- Supplied material -
+---+

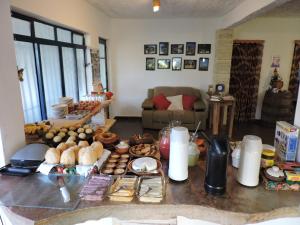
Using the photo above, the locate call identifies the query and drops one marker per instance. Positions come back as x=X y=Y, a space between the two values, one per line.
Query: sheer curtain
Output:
x=70 y=77
x=29 y=88
x=51 y=75
x=81 y=73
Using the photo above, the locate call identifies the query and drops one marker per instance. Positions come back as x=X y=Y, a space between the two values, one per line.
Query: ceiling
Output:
x=169 y=8
x=289 y=9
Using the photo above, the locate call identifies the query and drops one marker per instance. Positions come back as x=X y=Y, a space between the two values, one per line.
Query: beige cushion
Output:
x=176 y=102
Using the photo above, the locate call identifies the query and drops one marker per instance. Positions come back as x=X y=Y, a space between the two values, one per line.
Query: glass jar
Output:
x=164 y=142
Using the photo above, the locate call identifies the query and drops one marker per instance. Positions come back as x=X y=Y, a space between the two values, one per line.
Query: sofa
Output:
x=157 y=119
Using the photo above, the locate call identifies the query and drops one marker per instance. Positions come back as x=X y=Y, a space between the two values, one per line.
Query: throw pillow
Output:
x=176 y=102
x=160 y=102
x=188 y=101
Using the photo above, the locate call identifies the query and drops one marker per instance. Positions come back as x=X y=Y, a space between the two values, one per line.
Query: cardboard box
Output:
x=286 y=141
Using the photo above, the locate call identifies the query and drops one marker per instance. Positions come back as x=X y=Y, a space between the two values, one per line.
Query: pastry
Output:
x=111 y=165
x=57 y=139
x=62 y=146
x=82 y=136
x=123 y=160
x=144 y=164
x=125 y=156
x=108 y=171
x=52 y=156
x=82 y=144
x=49 y=135
x=80 y=130
x=119 y=171
x=112 y=160
x=106 y=138
x=88 y=131
x=115 y=156
x=67 y=157
x=121 y=165
x=87 y=156
x=98 y=147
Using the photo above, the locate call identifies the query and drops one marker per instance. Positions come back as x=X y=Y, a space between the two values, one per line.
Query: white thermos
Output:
x=249 y=166
x=178 y=161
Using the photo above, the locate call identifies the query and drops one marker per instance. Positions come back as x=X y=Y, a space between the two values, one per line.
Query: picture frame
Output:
x=150 y=49
x=190 y=64
x=176 y=63
x=190 y=48
x=177 y=48
x=150 y=63
x=203 y=64
x=163 y=64
x=204 y=48
x=163 y=48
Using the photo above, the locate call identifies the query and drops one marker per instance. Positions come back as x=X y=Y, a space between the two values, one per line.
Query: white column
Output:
x=11 y=114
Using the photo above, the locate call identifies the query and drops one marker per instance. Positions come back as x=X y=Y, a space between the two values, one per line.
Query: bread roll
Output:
x=62 y=146
x=87 y=156
x=98 y=147
x=52 y=156
x=70 y=143
x=68 y=157
x=82 y=144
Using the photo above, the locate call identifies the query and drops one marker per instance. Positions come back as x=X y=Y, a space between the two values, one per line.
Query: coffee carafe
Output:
x=216 y=166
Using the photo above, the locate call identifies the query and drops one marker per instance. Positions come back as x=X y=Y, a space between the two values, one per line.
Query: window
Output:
x=53 y=61
x=103 y=63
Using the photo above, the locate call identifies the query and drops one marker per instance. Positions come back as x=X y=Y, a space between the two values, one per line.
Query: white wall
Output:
x=11 y=115
x=129 y=78
x=279 y=35
x=75 y=14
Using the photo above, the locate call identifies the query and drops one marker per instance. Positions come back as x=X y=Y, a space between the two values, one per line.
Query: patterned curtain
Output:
x=244 y=77
x=295 y=72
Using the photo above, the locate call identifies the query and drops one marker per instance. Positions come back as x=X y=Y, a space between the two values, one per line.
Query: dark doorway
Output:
x=244 y=77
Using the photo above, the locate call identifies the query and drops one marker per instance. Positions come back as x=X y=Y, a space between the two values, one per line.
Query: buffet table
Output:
x=239 y=205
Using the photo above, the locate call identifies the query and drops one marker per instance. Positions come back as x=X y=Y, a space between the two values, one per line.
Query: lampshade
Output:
x=156 y=5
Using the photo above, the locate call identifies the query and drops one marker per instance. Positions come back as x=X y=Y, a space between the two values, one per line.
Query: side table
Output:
x=217 y=111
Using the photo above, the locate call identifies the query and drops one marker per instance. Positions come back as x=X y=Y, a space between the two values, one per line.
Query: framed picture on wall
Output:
x=163 y=63
x=150 y=63
x=190 y=48
x=177 y=48
x=190 y=64
x=176 y=63
x=163 y=48
x=150 y=49
x=204 y=48
x=203 y=64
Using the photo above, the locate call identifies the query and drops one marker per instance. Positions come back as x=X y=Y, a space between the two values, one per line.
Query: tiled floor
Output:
x=126 y=127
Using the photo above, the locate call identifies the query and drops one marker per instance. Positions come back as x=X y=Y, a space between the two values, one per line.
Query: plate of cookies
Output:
x=143 y=150
x=116 y=164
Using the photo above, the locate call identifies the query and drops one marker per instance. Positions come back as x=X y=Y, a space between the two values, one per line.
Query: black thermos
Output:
x=216 y=165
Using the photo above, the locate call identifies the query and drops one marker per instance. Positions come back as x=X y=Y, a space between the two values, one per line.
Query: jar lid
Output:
x=268 y=152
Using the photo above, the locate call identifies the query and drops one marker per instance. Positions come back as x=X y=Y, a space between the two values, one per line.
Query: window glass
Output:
x=21 y=26
x=78 y=39
x=63 y=35
x=44 y=31
x=29 y=87
x=51 y=76
x=81 y=73
x=70 y=77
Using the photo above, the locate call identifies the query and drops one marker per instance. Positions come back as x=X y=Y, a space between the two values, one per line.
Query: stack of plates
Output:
x=66 y=100
x=59 y=111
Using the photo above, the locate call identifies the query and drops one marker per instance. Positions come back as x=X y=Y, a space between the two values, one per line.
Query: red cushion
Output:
x=188 y=101
x=161 y=102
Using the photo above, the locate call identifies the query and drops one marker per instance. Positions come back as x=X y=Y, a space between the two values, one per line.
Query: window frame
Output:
x=36 y=41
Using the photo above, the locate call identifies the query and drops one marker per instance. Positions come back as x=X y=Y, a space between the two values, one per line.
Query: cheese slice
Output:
x=144 y=164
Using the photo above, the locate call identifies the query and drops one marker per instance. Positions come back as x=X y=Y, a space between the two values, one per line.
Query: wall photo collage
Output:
x=176 y=62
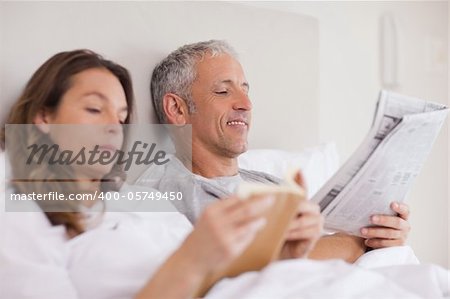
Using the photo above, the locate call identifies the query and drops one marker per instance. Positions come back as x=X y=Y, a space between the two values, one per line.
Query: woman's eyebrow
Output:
x=95 y=93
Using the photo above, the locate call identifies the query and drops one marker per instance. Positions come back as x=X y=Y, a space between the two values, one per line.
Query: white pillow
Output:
x=318 y=163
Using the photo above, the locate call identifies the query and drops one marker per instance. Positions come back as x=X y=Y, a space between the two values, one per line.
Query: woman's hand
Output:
x=224 y=230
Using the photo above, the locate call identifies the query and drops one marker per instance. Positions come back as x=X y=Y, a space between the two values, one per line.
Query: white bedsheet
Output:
x=336 y=279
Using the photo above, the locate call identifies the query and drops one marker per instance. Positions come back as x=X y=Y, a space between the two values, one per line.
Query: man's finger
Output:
x=401 y=208
x=394 y=222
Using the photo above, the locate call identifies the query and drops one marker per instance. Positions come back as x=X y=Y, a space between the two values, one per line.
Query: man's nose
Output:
x=243 y=102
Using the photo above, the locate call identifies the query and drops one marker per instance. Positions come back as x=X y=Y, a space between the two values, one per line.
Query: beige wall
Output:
x=349 y=82
x=139 y=34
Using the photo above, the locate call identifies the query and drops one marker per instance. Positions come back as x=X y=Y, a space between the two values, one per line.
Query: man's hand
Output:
x=389 y=230
x=305 y=229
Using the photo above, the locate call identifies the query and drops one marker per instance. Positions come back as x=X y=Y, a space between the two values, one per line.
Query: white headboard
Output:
x=278 y=50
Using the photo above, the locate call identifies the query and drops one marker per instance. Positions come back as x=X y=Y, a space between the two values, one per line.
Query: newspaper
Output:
x=384 y=166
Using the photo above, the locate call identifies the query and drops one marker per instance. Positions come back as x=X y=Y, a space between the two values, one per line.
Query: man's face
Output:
x=223 y=110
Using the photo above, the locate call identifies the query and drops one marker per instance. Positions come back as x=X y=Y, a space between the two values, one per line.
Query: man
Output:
x=203 y=84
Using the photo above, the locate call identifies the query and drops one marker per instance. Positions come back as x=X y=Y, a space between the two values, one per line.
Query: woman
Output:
x=69 y=251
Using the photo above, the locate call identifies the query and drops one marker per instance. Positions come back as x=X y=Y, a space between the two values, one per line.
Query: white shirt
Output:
x=113 y=259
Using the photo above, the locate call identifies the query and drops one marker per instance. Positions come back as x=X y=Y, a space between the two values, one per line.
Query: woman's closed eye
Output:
x=93 y=110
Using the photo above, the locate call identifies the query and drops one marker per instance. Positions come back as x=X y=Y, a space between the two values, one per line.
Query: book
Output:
x=384 y=166
x=268 y=242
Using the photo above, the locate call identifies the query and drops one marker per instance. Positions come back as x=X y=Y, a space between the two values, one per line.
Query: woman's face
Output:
x=95 y=106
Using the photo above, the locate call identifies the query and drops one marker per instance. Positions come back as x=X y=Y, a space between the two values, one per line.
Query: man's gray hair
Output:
x=176 y=73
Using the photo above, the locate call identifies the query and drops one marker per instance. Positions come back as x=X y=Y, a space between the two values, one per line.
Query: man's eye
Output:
x=93 y=110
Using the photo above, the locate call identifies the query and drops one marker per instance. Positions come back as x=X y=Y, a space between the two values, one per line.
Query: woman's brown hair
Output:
x=45 y=90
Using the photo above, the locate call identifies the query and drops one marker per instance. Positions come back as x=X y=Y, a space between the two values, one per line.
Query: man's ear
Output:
x=176 y=109
x=41 y=120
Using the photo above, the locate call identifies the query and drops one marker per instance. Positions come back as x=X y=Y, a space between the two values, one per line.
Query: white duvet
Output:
x=336 y=279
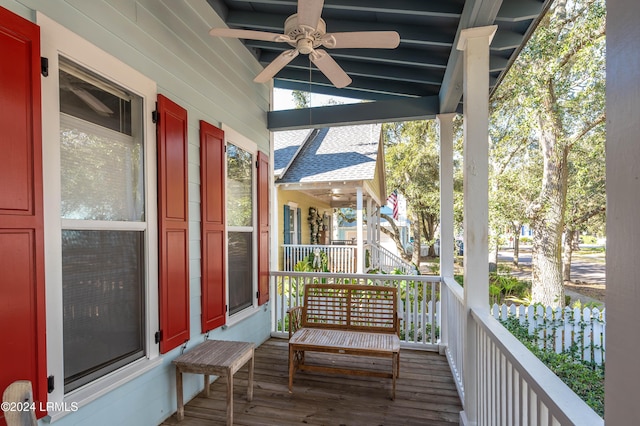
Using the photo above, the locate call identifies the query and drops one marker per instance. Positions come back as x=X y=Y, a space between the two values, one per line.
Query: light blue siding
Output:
x=168 y=42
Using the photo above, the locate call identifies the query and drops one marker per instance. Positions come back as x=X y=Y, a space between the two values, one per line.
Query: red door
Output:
x=22 y=291
x=263 y=228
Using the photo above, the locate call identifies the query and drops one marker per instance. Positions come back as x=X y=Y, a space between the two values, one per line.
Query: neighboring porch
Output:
x=343 y=258
x=426 y=394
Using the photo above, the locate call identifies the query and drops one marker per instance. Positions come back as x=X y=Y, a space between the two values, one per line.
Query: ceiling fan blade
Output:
x=276 y=65
x=362 y=39
x=330 y=68
x=309 y=12
x=249 y=34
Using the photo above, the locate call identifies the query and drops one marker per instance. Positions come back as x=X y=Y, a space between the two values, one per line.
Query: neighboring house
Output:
x=112 y=149
x=318 y=171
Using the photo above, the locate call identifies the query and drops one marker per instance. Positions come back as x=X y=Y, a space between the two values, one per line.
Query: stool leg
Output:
x=229 y=398
x=250 y=388
x=180 y=411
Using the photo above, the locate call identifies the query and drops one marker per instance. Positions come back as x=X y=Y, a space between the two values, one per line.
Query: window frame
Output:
x=293 y=225
x=234 y=137
x=59 y=41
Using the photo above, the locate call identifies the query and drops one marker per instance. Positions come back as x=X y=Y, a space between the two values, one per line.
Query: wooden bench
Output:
x=345 y=319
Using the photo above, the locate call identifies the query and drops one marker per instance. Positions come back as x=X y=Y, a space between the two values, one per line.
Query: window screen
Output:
x=103 y=225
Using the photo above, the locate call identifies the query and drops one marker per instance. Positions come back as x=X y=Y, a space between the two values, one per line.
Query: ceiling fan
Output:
x=305 y=31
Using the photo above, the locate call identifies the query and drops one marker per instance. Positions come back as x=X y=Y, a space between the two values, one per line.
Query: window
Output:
x=103 y=225
x=241 y=227
x=292 y=224
x=100 y=218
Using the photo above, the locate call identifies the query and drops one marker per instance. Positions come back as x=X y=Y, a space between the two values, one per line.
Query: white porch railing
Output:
x=561 y=329
x=512 y=386
x=454 y=330
x=341 y=258
x=516 y=388
x=384 y=260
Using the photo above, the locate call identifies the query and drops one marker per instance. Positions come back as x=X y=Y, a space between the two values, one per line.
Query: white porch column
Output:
x=475 y=44
x=445 y=122
x=622 y=379
x=370 y=225
x=359 y=232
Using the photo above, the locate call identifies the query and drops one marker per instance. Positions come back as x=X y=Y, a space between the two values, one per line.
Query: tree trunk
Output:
x=516 y=245
x=569 y=241
x=547 y=286
x=415 y=230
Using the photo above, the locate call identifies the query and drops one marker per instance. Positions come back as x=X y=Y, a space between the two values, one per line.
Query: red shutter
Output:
x=173 y=218
x=212 y=210
x=263 y=228
x=22 y=291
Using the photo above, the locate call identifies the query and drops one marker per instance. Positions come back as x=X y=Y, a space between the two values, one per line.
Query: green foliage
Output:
x=310 y=264
x=584 y=378
x=551 y=107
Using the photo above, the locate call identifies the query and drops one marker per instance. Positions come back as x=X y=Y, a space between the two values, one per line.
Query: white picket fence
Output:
x=559 y=329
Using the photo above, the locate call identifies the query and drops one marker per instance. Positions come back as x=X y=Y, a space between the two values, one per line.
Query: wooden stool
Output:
x=218 y=357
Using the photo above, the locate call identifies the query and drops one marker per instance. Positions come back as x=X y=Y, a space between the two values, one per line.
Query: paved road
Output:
x=581 y=270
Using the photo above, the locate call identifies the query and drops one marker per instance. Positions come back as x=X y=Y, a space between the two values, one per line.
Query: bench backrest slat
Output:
x=351 y=306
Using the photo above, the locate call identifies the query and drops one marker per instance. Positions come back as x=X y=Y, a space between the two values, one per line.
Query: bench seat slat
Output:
x=344 y=339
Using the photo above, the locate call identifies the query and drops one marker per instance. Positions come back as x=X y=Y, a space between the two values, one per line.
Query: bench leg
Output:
x=291 y=368
x=395 y=367
x=207 y=383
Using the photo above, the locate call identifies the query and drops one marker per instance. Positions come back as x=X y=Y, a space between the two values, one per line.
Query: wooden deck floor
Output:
x=425 y=395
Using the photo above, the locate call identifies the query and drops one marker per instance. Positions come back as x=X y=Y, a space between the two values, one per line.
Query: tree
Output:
x=557 y=84
x=412 y=159
x=586 y=199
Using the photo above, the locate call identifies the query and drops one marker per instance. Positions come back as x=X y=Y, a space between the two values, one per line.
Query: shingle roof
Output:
x=347 y=153
x=286 y=144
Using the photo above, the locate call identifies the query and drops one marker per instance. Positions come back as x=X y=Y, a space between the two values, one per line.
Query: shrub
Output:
x=586 y=379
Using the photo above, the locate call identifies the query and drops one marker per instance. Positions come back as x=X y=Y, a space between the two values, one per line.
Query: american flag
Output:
x=392 y=201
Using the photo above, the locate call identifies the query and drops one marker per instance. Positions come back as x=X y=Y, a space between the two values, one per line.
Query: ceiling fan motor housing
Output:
x=306 y=38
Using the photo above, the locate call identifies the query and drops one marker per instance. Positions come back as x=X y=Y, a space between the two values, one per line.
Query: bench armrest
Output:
x=295 y=319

+---+

- Exercise prompt -
Change "beige" to "gray" in the lines running from the start of the entries through the line that holds "x=164 y=142", inclusive, leaving every other word the same. Leave the pictures out of your answer.

- Output of the task -
Using the photo above, the locate call identifies the query and drops one marker per instance. Positions come back as x=X y=Y, a space between the two values, one per line.
Query: sheer curtain
Output:
x=70 y=77
x=29 y=88
x=51 y=75
x=81 y=73
Using the photo above, the locate call identifies the query and drops one marker per instance. Positions come back as x=X y=Y, a space between the two values, one per line.
Query: ceiling
Output:
x=169 y=8
x=289 y=9
Using the photo above, the locate call identifies the query and drops one marker per instance. Positions come back as x=X y=Y, a space between the two values, one per line.
Query: gray cushion
Output:
x=176 y=102
Using the photo above, the locate call identifies the query and drops one marker per instance. Positions come back as x=X y=Y, a space between the two values, one per line.
Query: glass jar
Output:
x=164 y=142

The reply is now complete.